TASKS FOR THIS EXERCISE
1. Reproduce the passage of the dwc.wells reference manual from "Package 'dwc.wells' reference" to "number of regenerations." verbatim.
2. In the dwc.wells reference manual, what default value does classify_Qs use for split_point?
3. Translate this sentence from the dwc.wells reference manual into German: "The models are trained with results from pump tests and a large set of input variables e.g. the well material, the age and the number of regenerations."

TEXT BLOCK
┌────────
Package 'dwc.wells' reference manual

Title:	A Package for Condition Predictions for Drinking Water Wells
Description:	This package allows to predict the condition of a drinking water well based on ML models. The models are trained with results from pump tests and a large set of input variables e.g. the well material, the age and the number of regenerations.
Authors:	Mathias Riechel [aut] , Michael Rustler [aut, cre] , DWC [fnd], Kompetenzzentrum Wasser Berlin gGmbH (KWB) [cph]
Maintainer:	Michael Rustler <[email protected]>
License:	MIT + file LICENSE
Version:	0.2.0
Built:	2025-02-26 04:17:12 UTC
Source:	https://github.com/KWB-R/dwc.wells

Title

Description

Title

Usage

chi2.CramersV.test(data)
chi2.CramersV.test(data)

Arguments

data

data frame on which to perform Chi-2-test

Transfer Qs_rel into binary factor with low and high specific capacity

Description

Transfer Qs_rel into binary factor with low and high specific capacity

Usage

classify_Qs(x, split_point = 80, class_names = c("low", "high"))
└────────
ROWS
┌────────
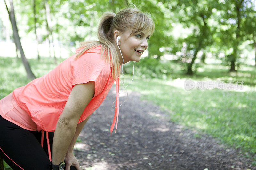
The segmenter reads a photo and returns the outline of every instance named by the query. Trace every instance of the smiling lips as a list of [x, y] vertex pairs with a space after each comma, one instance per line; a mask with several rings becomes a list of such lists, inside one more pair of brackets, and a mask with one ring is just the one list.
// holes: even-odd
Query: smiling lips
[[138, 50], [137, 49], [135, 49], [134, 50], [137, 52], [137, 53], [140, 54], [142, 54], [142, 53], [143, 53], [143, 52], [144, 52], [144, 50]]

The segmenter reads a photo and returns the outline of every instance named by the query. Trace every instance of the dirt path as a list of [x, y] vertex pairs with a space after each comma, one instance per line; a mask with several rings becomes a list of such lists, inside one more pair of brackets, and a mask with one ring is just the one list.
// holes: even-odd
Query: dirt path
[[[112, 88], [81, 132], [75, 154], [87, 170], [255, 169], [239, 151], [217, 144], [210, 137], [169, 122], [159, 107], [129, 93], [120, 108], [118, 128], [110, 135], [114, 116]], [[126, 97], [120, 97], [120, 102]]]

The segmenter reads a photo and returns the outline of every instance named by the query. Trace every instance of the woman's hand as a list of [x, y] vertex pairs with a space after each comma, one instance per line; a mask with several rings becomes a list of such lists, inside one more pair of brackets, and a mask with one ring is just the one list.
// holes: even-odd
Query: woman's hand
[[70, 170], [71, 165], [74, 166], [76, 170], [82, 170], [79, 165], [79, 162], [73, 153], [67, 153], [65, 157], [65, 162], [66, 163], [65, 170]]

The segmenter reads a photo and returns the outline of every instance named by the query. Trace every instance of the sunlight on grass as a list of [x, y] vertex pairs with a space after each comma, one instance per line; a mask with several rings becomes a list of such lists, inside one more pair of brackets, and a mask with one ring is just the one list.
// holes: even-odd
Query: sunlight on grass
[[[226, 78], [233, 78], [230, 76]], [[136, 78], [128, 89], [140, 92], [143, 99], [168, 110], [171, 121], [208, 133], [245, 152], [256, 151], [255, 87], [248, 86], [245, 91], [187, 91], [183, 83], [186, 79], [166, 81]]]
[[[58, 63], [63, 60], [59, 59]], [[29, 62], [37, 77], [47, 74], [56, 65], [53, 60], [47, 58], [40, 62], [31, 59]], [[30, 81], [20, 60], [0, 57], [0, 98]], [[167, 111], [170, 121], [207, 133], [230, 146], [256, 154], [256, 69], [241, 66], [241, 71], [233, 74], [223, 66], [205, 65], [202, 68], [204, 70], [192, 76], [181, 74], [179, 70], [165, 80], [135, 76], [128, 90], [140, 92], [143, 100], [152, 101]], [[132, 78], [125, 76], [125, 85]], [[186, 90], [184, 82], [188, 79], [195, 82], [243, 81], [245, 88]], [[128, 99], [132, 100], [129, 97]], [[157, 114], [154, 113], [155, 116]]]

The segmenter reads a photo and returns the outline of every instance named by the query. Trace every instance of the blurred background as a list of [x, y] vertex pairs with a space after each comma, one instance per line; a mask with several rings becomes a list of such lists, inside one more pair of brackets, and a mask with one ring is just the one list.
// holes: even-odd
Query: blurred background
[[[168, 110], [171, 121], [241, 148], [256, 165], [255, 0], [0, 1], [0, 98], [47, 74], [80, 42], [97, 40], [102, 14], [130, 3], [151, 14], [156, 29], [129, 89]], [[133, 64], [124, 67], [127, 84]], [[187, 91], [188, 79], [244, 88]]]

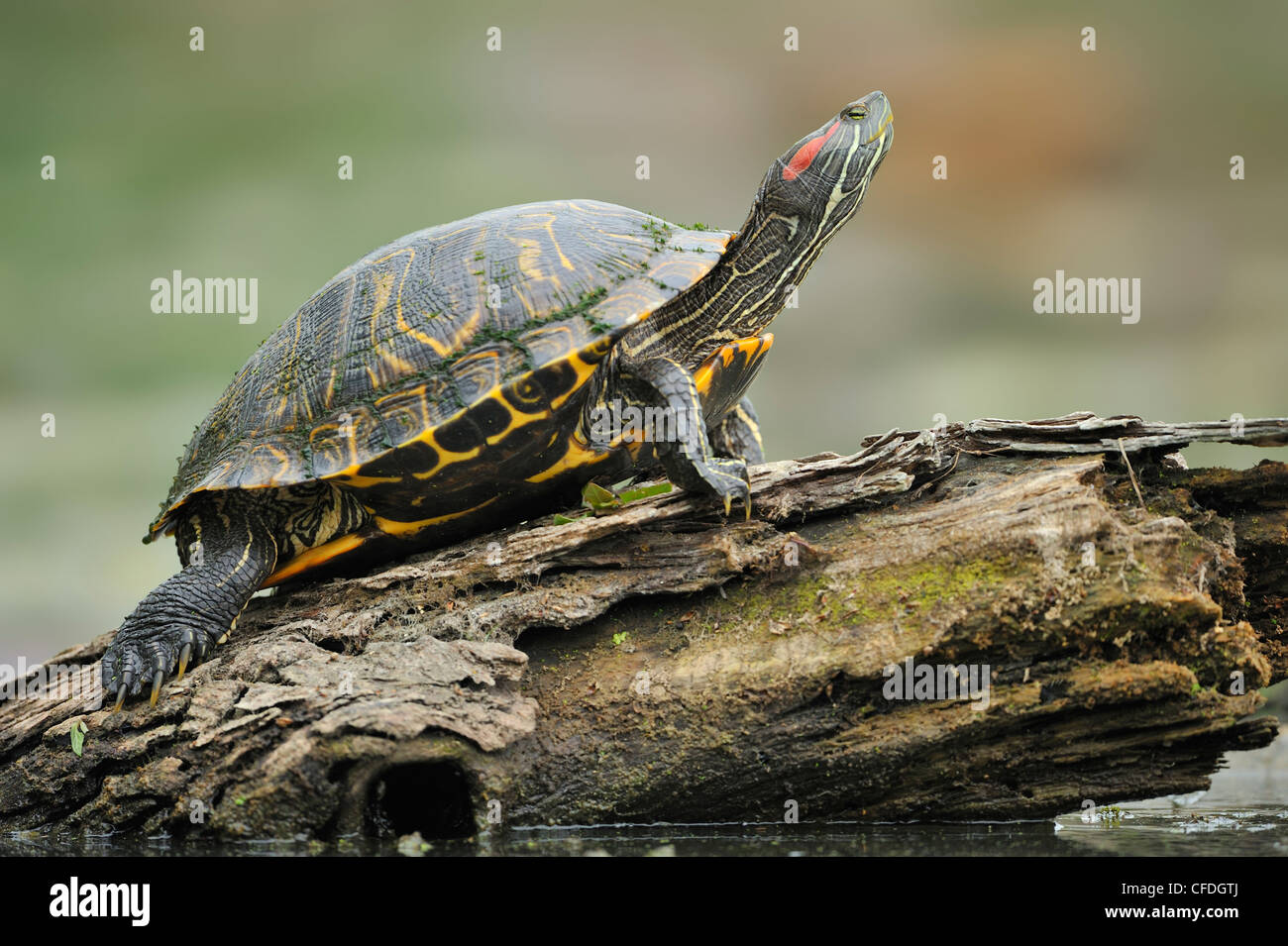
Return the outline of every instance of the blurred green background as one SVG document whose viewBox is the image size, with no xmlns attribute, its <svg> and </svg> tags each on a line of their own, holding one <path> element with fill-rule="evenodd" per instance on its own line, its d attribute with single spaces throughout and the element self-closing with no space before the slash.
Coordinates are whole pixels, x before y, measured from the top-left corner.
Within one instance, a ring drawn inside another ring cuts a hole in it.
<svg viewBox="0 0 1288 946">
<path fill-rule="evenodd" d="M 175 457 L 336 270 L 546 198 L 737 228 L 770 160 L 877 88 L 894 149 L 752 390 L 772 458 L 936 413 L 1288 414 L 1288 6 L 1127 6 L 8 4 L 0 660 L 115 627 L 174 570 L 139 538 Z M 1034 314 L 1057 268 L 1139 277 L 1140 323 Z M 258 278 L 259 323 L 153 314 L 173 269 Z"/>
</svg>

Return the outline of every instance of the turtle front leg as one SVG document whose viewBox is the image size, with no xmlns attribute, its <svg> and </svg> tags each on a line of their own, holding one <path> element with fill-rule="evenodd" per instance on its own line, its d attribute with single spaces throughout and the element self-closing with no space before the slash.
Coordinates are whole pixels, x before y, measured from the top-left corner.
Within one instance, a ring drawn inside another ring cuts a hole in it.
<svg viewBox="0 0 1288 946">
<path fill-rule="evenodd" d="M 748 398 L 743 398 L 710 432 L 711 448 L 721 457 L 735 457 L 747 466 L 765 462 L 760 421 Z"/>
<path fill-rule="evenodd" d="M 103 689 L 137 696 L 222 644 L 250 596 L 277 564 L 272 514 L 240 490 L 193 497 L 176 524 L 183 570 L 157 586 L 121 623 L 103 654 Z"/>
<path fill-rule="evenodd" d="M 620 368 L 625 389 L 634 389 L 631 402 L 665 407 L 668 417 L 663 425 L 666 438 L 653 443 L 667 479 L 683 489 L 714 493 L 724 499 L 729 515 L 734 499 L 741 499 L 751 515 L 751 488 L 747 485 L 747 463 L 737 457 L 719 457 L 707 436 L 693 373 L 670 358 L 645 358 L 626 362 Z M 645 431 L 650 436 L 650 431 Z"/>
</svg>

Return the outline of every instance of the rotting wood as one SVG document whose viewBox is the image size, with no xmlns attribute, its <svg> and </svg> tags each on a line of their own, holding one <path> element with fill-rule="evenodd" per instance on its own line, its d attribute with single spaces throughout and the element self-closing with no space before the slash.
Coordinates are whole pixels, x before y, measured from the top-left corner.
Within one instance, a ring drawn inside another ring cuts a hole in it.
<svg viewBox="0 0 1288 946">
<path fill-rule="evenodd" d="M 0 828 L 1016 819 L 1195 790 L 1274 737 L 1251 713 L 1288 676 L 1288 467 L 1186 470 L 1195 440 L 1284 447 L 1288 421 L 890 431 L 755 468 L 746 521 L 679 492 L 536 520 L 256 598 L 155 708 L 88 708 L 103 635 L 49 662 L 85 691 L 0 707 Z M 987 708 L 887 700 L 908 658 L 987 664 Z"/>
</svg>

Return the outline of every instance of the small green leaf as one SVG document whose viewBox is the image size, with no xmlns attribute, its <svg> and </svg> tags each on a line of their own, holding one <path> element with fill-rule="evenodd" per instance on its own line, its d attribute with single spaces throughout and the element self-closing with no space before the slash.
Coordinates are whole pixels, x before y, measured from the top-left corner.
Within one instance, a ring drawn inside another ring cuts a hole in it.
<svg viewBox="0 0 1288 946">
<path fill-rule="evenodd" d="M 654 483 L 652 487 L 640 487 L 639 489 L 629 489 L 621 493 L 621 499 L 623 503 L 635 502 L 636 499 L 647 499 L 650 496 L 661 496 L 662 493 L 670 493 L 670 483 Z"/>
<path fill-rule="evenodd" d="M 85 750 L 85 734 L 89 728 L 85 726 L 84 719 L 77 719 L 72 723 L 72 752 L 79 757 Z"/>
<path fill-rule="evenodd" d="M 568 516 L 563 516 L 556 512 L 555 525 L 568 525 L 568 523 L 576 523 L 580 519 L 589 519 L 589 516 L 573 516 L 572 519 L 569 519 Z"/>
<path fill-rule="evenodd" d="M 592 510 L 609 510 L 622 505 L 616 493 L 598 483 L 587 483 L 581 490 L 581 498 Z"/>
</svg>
└────────
TASK-BY-TASK OUTPUTS
1.
Package 'dwc.wells' reference manual

Title:	A Package for Condition Predictions for Drinking Water Wells
Description:	This package allows to predict the condition of a drinking water well based on ML models. The models are trained with results from pump tests and a large set of input variables e.g. the well material, the age and the number of regenerations.

2. 80

3. Die Modelle werden mit Ergebnissen aus Pumpversuchen und einer großen Menge an Eingangsvariablen trainiert, z. B. dem Brunnenmaterial, dem Alter und der Anzahl der Regenerierungen.